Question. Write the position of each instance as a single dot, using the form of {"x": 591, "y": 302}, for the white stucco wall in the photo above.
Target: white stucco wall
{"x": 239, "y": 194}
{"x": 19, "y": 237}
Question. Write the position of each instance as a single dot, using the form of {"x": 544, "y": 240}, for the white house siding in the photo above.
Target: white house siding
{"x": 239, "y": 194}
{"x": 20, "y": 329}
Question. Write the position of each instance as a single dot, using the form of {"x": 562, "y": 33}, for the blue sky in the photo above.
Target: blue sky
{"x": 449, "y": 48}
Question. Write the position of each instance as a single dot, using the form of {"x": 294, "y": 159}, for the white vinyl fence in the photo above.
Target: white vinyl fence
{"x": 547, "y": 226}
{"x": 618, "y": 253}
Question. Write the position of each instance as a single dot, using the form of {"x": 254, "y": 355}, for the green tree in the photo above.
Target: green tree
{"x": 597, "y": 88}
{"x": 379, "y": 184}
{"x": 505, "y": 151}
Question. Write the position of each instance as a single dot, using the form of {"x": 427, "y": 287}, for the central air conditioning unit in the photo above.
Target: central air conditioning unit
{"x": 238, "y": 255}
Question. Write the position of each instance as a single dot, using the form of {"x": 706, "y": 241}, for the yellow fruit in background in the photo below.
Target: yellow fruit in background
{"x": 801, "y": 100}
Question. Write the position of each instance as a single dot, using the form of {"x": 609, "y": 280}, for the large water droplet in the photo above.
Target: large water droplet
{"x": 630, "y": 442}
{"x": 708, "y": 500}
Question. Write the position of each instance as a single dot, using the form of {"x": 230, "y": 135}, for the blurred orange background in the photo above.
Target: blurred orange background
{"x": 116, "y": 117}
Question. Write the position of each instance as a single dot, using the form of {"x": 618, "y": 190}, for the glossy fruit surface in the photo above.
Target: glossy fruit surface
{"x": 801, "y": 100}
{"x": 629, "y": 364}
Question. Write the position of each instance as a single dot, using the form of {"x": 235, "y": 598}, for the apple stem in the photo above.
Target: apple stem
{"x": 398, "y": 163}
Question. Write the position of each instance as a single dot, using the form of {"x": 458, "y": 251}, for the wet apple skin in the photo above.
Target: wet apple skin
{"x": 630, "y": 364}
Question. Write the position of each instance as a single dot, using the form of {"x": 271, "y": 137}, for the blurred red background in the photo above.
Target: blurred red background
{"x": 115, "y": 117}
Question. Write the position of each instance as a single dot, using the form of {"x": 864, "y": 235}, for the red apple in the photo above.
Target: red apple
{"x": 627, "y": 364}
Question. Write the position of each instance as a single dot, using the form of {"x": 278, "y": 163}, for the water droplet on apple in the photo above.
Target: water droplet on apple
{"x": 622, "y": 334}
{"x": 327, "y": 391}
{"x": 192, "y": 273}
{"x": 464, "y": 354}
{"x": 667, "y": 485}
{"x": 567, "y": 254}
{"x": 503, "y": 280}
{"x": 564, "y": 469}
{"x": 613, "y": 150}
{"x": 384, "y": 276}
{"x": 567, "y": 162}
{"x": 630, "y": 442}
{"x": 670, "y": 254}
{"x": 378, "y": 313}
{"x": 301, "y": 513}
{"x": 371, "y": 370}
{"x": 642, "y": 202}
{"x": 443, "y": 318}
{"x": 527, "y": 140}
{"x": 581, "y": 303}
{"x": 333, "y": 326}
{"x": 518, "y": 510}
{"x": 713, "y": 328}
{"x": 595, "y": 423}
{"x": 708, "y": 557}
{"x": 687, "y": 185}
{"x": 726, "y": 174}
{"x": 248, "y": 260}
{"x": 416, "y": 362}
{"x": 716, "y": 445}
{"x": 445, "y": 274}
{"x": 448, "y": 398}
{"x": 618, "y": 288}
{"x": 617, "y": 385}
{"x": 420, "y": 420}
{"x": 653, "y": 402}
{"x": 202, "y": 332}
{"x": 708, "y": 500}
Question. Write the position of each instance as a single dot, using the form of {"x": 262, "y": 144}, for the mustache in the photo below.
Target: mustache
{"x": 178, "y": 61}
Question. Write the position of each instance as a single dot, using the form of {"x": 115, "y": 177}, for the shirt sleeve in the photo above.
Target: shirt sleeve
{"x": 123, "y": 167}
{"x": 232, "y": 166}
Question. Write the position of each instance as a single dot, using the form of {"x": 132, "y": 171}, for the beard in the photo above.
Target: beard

- **Aim of the exercise**
Output the entries above exactly, please, with nothing dropped.

- **Exercise response**
Question. Write the position of each instance as a single dot, using the form of {"x": 591, "y": 302}, for the white stucco wall in the photo above.
Target: white stucco wall
{"x": 239, "y": 194}
{"x": 19, "y": 237}
Question. Write the position of each instance as a single dot, using the form of {"x": 544, "y": 240}, for the white house siding in the photo above.
Target: white house siding
{"x": 239, "y": 194}
{"x": 20, "y": 329}
Question. Write the position of each instance as a single dot, using the form of {"x": 562, "y": 33}, for the blue sky in the photo above.
Target: blue sky
{"x": 449, "y": 48}
Question. Write the position of each instance as a single dot, using the form of {"x": 294, "y": 159}, for the white vinyl fence in the photo above.
Target: white vinyl fence
{"x": 547, "y": 226}
{"x": 618, "y": 253}
Question. Write the position of each instance as a single dot, using the form of {"x": 254, "y": 355}, for the green tree in the photo above.
Target: green tree
{"x": 597, "y": 88}
{"x": 379, "y": 184}
{"x": 505, "y": 151}
Question. Write the position of each instance as a single dot, using the form of {"x": 427, "y": 287}, for the central air conditioning unit in the photo above.
Target: central air conditioning unit
{"x": 238, "y": 255}
Question. Write the position of each instance as a single dot, using the form of {"x": 706, "y": 241}, for the yellow fruit in background in the photo below.
Target: yellow fruit in background
{"x": 801, "y": 100}
Question. Write the position of each instance as a single dot, using the form of {"x": 609, "y": 280}, for the large water droplet in the photo above.
Target: large water droplet
{"x": 630, "y": 442}
{"x": 708, "y": 500}
Question. Write the position of each instance as a single dot, using the form of {"x": 230, "y": 135}, for the blurred orange background in the photo above.
Target: blurred orange background
{"x": 116, "y": 117}
Question. Write the position of each instance as a single dot, using the form of {"x": 618, "y": 190}, for the glossy fruit surface in the photo above.
Target: glossy fruit surface
{"x": 801, "y": 100}
{"x": 629, "y": 364}
Question. Write the position of each instance as a single dot, using the form of {"x": 235, "y": 598}, for the apple stem in the photo above.
Target: apple stem
{"x": 398, "y": 163}
Question. Write the position of each instance as a single dot, using the form of {"x": 458, "y": 251}, for the wet apple skin in the photo above.
Target: wet apple skin
{"x": 630, "y": 364}
Question. Write the position of each instance as a single dot, using the form of {"x": 271, "y": 137}, for the blurred red background in the photo above.
Target: blurred red background
{"x": 115, "y": 117}
Question. Write the position of each instance as a single dot, using the form of {"x": 864, "y": 235}, for the red apple in the photo above.
Target: red apple
{"x": 627, "y": 364}
Question. Write the position of each instance as a single dot, using the form of {"x": 278, "y": 163}, for the water droplet on apple in the photo above.
Target: water droplet on apple
{"x": 622, "y": 334}
{"x": 327, "y": 391}
{"x": 192, "y": 273}
{"x": 464, "y": 354}
{"x": 667, "y": 485}
{"x": 567, "y": 254}
{"x": 503, "y": 280}
{"x": 564, "y": 469}
{"x": 613, "y": 150}
{"x": 384, "y": 276}
{"x": 567, "y": 162}
{"x": 630, "y": 442}
{"x": 670, "y": 254}
{"x": 378, "y": 313}
{"x": 301, "y": 513}
{"x": 371, "y": 370}
{"x": 642, "y": 202}
{"x": 443, "y": 318}
{"x": 527, "y": 140}
{"x": 581, "y": 303}
{"x": 333, "y": 326}
{"x": 518, "y": 510}
{"x": 713, "y": 328}
{"x": 595, "y": 423}
{"x": 708, "y": 557}
{"x": 687, "y": 185}
{"x": 726, "y": 174}
{"x": 248, "y": 260}
{"x": 416, "y": 362}
{"x": 716, "y": 445}
{"x": 445, "y": 274}
{"x": 448, "y": 398}
{"x": 618, "y": 288}
{"x": 617, "y": 385}
{"x": 420, "y": 420}
{"x": 653, "y": 402}
{"x": 202, "y": 332}
{"x": 708, "y": 500}
Question. Write the position of each instance as a single dot, using the form of {"x": 262, "y": 144}, for the mustache in the photo below.
Target: mustache
{"x": 178, "y": 61}
Question. Write the position of each instance as a single dot, using the form of {"x": 115, "y": 177}, for the shirt sleeve in the photo above.
Target: shirt sleeve
{"x": 123, "y": 167}
{"x": 232, "y": 166}
Question. Write the position of each instance as a single dot, using the form of {"x": 132, "y": 171}, for the beard in the photo above.
Target: beard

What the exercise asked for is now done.